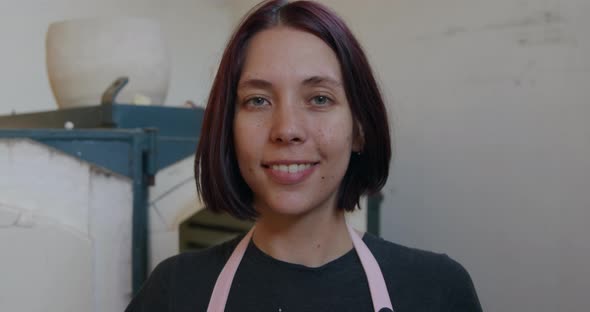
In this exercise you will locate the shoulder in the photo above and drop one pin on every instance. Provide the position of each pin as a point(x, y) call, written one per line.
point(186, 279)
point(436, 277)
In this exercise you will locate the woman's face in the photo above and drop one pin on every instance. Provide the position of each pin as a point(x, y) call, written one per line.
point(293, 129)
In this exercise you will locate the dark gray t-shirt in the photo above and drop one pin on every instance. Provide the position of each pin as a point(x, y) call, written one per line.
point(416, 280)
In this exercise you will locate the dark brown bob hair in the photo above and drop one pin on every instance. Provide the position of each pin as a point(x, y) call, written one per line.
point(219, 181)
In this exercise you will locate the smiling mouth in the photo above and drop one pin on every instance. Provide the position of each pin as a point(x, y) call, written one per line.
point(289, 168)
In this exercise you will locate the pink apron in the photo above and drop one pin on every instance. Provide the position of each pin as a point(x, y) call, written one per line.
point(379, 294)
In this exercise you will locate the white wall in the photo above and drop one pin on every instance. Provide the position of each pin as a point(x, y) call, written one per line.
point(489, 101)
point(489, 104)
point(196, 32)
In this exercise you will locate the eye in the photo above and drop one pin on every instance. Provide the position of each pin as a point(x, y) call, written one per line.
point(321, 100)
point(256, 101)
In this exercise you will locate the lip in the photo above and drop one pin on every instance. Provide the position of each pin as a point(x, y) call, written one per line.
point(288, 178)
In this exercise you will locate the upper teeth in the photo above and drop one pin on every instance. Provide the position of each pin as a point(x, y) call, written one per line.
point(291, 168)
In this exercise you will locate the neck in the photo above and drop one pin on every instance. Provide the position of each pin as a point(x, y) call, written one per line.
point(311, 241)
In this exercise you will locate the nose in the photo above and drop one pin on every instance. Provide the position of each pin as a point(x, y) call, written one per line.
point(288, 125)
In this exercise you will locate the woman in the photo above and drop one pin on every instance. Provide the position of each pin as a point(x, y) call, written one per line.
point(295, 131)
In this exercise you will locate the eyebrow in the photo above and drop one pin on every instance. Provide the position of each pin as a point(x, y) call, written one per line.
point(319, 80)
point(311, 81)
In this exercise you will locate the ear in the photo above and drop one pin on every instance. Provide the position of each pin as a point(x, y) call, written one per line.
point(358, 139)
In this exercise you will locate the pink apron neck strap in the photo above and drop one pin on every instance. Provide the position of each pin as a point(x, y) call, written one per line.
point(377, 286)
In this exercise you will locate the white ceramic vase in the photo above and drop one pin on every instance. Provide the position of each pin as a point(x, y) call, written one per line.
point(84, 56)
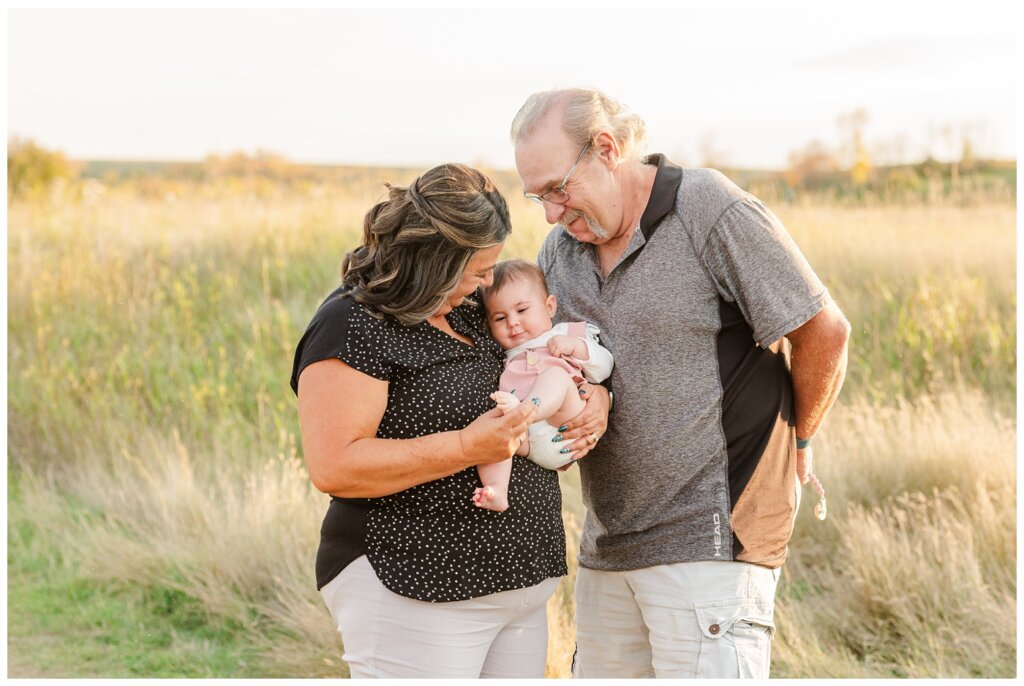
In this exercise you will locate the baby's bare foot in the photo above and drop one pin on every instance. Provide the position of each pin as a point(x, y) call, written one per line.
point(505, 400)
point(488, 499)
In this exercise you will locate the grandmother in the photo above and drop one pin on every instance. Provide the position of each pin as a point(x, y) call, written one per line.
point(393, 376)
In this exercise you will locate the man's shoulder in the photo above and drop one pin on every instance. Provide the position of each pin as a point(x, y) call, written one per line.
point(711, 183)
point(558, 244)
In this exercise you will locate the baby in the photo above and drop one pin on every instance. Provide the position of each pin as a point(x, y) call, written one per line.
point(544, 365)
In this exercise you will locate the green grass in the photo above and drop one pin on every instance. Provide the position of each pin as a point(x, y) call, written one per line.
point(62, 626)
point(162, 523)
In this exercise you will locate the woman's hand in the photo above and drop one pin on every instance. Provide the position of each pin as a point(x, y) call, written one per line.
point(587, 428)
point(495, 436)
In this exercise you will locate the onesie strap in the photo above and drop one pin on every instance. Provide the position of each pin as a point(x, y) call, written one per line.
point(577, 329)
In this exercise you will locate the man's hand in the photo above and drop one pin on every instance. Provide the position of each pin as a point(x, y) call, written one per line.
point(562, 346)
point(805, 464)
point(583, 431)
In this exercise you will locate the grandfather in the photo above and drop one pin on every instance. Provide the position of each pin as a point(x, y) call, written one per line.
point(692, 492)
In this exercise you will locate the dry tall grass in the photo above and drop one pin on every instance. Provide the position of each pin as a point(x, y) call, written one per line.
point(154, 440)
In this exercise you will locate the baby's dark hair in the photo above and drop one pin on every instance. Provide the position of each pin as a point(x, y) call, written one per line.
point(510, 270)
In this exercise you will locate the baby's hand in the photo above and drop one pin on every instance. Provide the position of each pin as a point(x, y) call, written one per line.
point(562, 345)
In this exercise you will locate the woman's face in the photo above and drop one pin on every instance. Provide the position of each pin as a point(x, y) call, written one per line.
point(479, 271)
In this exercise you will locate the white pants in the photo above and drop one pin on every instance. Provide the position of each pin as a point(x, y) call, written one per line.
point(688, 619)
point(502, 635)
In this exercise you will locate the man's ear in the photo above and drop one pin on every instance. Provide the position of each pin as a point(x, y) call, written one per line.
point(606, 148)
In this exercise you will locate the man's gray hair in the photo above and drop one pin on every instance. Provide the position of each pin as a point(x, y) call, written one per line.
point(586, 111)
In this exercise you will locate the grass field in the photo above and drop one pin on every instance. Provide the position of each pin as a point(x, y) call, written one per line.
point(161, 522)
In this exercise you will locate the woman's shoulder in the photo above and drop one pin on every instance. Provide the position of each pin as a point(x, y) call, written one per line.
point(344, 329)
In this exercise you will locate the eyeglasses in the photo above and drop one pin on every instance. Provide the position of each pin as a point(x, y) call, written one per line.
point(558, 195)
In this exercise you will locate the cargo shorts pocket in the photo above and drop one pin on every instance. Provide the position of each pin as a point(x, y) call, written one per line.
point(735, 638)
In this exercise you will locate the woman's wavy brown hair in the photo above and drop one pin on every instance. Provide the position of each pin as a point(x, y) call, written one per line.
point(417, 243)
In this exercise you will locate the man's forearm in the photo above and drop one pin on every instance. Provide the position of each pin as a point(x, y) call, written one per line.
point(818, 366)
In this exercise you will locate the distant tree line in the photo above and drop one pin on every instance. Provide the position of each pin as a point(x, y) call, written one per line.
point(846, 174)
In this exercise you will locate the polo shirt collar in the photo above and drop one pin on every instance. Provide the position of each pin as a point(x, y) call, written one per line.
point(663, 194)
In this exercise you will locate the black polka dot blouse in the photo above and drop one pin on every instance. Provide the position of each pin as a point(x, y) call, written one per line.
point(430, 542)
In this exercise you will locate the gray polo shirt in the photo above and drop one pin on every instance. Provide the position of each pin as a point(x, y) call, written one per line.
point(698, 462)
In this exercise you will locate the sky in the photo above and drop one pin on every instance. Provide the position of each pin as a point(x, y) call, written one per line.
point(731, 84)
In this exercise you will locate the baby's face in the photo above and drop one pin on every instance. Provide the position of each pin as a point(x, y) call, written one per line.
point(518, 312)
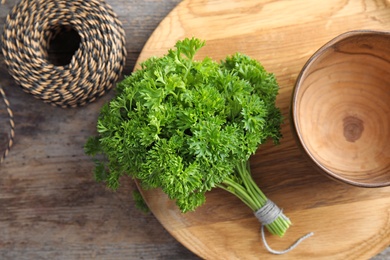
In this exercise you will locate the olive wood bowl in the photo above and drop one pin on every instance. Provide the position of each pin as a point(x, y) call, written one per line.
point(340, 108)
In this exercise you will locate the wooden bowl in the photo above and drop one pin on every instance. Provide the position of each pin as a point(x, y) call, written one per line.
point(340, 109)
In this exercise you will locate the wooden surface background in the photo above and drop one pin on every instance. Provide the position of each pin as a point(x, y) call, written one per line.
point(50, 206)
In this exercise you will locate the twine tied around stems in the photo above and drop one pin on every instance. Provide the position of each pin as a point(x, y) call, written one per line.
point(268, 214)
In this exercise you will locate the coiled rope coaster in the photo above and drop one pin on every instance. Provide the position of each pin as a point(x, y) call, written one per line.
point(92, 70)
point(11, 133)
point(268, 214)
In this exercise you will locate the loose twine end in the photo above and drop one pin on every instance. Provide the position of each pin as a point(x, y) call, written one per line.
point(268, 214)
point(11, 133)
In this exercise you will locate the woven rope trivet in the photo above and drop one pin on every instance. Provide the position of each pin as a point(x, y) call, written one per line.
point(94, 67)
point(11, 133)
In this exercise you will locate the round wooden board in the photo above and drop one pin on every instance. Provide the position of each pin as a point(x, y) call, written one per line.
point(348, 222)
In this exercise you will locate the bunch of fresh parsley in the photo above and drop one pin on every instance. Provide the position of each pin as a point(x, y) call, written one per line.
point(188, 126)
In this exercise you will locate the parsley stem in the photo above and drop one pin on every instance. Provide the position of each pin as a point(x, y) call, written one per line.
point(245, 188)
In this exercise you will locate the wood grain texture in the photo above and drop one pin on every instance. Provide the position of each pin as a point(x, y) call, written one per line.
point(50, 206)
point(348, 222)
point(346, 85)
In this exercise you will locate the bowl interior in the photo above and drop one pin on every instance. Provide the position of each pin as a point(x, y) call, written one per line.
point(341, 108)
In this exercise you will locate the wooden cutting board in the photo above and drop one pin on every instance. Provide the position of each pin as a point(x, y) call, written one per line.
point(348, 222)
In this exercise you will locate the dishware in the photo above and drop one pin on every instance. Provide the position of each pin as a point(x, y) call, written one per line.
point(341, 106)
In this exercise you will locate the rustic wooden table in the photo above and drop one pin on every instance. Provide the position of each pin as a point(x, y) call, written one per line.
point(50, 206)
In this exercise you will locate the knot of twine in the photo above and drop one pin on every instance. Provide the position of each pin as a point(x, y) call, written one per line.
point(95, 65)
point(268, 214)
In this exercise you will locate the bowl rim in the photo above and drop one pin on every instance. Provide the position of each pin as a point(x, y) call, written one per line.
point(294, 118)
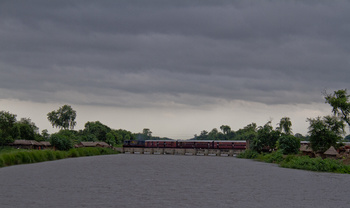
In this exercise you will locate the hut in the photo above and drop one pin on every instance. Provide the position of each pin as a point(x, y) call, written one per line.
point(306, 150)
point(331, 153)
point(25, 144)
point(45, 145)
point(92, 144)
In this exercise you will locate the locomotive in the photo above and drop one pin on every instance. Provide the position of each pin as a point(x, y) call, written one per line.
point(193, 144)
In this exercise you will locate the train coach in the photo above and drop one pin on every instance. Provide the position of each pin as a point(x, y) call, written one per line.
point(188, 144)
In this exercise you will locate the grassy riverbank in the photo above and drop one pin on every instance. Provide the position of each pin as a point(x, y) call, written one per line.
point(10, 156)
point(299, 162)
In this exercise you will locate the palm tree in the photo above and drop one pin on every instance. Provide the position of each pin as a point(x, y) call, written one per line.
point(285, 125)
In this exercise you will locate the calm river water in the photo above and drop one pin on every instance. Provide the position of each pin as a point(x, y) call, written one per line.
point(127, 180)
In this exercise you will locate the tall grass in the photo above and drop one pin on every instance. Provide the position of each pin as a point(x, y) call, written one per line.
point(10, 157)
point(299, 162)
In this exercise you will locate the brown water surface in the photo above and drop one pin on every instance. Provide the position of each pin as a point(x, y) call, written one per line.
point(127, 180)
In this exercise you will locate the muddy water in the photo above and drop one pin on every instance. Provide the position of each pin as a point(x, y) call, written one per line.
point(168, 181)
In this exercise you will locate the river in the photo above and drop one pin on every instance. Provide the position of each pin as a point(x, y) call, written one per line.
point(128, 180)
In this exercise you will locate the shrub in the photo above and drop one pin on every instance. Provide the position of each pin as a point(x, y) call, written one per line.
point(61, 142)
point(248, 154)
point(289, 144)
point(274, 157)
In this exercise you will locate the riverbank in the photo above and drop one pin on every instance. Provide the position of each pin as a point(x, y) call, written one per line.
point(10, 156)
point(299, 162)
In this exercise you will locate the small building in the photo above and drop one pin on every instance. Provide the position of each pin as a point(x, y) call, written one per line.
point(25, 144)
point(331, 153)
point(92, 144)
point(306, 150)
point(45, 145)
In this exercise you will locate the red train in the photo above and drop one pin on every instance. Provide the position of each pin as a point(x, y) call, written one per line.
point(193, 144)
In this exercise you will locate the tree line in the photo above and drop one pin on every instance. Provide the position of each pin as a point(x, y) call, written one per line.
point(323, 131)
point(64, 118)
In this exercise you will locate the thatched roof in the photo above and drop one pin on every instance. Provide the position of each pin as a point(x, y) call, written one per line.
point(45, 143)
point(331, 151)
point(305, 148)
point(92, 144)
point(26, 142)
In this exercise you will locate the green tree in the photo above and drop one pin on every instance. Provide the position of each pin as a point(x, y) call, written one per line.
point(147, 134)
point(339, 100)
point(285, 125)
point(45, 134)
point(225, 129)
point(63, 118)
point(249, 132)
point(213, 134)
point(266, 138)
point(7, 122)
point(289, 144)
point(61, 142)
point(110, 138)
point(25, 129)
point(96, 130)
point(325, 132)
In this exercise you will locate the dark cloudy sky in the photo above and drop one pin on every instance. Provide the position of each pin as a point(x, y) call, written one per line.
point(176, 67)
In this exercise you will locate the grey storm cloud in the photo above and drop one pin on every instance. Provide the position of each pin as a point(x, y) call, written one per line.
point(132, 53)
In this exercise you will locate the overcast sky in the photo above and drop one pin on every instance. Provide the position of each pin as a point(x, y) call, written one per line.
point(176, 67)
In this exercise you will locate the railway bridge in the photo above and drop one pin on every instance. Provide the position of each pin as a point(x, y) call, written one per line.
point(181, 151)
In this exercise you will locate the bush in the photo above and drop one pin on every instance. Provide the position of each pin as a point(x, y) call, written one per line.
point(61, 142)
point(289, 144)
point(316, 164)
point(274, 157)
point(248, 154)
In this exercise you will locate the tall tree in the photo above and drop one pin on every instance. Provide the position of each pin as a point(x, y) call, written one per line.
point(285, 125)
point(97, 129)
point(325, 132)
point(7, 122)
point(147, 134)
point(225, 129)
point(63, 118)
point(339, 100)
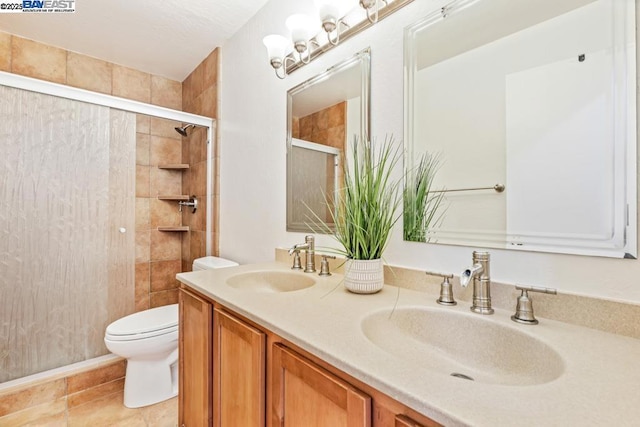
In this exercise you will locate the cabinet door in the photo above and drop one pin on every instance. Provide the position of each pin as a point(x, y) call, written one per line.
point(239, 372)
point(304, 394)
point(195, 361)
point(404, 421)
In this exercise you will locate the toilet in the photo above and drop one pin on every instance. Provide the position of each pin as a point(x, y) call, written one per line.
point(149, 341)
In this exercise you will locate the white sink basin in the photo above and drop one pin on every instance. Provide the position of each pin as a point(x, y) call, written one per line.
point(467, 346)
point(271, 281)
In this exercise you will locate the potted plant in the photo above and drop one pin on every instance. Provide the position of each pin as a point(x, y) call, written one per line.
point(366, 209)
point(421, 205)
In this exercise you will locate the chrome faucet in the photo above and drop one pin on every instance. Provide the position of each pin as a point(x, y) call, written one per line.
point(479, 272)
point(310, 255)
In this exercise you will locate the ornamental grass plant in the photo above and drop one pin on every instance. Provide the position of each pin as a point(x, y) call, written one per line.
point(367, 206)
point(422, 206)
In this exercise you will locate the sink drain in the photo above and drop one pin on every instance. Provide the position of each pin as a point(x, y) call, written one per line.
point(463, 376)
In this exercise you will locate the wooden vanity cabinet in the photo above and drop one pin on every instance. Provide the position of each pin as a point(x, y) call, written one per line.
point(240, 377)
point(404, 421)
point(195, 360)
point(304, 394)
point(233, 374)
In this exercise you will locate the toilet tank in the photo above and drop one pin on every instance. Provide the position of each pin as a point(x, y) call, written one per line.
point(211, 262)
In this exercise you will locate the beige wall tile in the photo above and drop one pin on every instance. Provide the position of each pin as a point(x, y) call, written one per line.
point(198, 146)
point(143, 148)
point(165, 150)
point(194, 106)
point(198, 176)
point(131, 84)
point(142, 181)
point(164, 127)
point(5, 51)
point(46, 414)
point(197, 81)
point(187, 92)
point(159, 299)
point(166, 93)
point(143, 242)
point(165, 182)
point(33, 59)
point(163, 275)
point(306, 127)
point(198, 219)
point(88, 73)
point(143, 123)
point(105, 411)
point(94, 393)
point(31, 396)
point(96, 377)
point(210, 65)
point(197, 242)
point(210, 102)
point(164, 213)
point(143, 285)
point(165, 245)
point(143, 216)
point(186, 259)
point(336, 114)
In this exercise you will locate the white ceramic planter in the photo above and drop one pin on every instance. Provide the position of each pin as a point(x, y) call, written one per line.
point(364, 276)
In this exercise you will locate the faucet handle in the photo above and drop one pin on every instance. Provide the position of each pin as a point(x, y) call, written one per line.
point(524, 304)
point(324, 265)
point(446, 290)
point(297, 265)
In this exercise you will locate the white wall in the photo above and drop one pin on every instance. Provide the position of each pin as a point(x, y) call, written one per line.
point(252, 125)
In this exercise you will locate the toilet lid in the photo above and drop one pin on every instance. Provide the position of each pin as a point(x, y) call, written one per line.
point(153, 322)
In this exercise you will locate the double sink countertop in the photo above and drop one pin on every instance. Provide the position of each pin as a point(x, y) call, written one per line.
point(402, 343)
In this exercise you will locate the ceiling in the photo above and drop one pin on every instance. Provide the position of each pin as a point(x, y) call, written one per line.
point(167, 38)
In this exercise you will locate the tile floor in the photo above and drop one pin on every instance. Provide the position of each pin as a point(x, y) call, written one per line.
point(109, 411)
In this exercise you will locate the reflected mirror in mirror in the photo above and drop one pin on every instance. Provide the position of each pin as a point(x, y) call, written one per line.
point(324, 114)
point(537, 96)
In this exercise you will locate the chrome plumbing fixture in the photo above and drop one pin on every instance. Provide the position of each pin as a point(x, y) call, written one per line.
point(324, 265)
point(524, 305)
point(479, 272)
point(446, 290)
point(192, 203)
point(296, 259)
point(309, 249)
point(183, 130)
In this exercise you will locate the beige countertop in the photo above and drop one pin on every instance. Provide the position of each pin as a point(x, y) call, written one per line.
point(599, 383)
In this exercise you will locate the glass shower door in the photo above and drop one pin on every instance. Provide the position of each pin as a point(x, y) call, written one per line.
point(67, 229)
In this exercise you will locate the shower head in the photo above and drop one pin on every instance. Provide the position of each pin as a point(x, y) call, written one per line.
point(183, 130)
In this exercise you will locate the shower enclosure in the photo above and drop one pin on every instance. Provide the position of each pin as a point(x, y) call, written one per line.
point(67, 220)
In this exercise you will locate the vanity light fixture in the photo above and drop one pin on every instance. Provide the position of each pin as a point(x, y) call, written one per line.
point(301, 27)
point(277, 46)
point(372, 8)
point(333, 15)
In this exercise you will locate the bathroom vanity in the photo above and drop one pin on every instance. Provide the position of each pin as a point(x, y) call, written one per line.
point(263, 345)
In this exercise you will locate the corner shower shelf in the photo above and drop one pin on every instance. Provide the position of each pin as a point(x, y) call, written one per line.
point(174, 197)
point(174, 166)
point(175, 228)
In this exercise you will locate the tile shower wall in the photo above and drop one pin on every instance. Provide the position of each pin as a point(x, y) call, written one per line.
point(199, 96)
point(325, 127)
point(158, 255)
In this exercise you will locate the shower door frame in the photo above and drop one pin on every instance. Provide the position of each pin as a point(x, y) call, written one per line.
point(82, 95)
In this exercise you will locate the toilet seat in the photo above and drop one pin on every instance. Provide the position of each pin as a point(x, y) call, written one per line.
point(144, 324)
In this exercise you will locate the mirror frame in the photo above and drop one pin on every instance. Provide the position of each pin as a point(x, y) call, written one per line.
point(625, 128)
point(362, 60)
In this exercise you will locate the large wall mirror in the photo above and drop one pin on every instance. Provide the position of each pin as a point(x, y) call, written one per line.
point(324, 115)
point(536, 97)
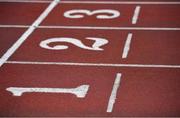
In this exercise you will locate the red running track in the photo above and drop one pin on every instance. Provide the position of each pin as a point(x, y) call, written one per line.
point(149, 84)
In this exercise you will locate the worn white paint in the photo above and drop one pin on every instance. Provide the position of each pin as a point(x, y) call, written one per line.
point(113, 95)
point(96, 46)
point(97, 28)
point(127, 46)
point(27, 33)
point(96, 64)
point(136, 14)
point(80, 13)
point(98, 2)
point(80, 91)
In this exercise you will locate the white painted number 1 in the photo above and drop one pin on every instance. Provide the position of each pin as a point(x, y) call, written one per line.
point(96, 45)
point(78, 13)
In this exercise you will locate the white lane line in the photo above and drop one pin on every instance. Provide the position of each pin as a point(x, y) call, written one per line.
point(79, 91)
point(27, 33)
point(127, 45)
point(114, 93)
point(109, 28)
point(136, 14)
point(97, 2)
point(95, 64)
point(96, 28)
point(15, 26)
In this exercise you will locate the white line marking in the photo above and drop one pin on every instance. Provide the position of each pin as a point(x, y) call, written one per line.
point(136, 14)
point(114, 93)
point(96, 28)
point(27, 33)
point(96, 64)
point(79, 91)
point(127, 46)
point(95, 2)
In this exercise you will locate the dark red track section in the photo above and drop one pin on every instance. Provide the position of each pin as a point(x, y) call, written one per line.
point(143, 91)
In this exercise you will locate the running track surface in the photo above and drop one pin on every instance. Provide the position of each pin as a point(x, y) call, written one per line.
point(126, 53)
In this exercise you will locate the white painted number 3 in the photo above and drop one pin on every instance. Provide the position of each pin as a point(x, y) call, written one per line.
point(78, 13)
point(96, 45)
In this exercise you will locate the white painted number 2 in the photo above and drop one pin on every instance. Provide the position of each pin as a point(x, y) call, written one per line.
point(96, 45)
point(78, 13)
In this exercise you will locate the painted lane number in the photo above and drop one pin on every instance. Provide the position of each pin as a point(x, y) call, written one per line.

- **Work to complete**
Please return, unchanged, the part of the records that opens with the line containing "In this exercise you will locate the riverbank" and closes with the line containing "point(181, 151)", including both of those lines.

- **Exercise output**
In this exercise you will locate the riverbank in the photo above and drop one pin on every instance. Provide the position of each pin as a point(x, y) call, written one per line.
point(10, 156)
point(299, 162)
In this exercise you will locate the small building in the photo above and drop one pin on every instance. Provide the position of each pin as a point(x, y) call, written one per line.
point(25, 144)
point(331, 153)
point(92, 144)
point(306, 150)
point(45, 145)
In this exercise you will locate the red train in the photo above and drop one pin on every instance. Provide the position of each pin as a point(x, y) call, written one per line.
point(193, 144)
In this exercise you will locate the tree line in the photo above and drop one pin on every instance. Provide the position of each pin as a point(x, y) call, written one per line.
point(323, 131)
point(64, 118)
In this exercise you will locate the thatched roof in the photo above and drop one pin on every instance. Provide the position of each pin as a point(x, y) call, written one per line.
point(45, 143)
point(331, 151)
point(305, 148)
point(92, 144)
point(26, 142)
In this exercise you will locate the green tree in the photo above and drop one pin on every instance. Provide the position of each pin as a point(x, y) call, written one per line.
point(147, 134)
point(339, 100)
point(285, 125)
point(45, 134)
point(225, 129)
point(63, 118)
point(249, 132)
point(213, 134)
point(266, 138)
point(7, 122)
point(289, 144)
point(61, 142)
point(110, 138)
point(25, 129)
point(96, 130)
point(325, 132)
In this exercise you will locate the dark cloudy sky in the photo above and drop one pin on every instance. Provide the position of each pin as a point(x, y) call, written one per line.
point(176, 67)
In this exercise you will locate the grey storm cloud in the photo above and drop one pin on every instance. Provide the position of each pin as a point(x, y) call, written one per line.
point(132, 53)
In this exercise you will locate the overcast sky in the photo above and drop one pin on every instance. Provide the position of each pin as a point(x, y) call, written one per line.
point(176, 67)
In this exercise you will locate the railway bridge in the photo above and drop one pin on every instance. Provide the position of each pin as a point(x, y) call, written one per line.
point(181, 151)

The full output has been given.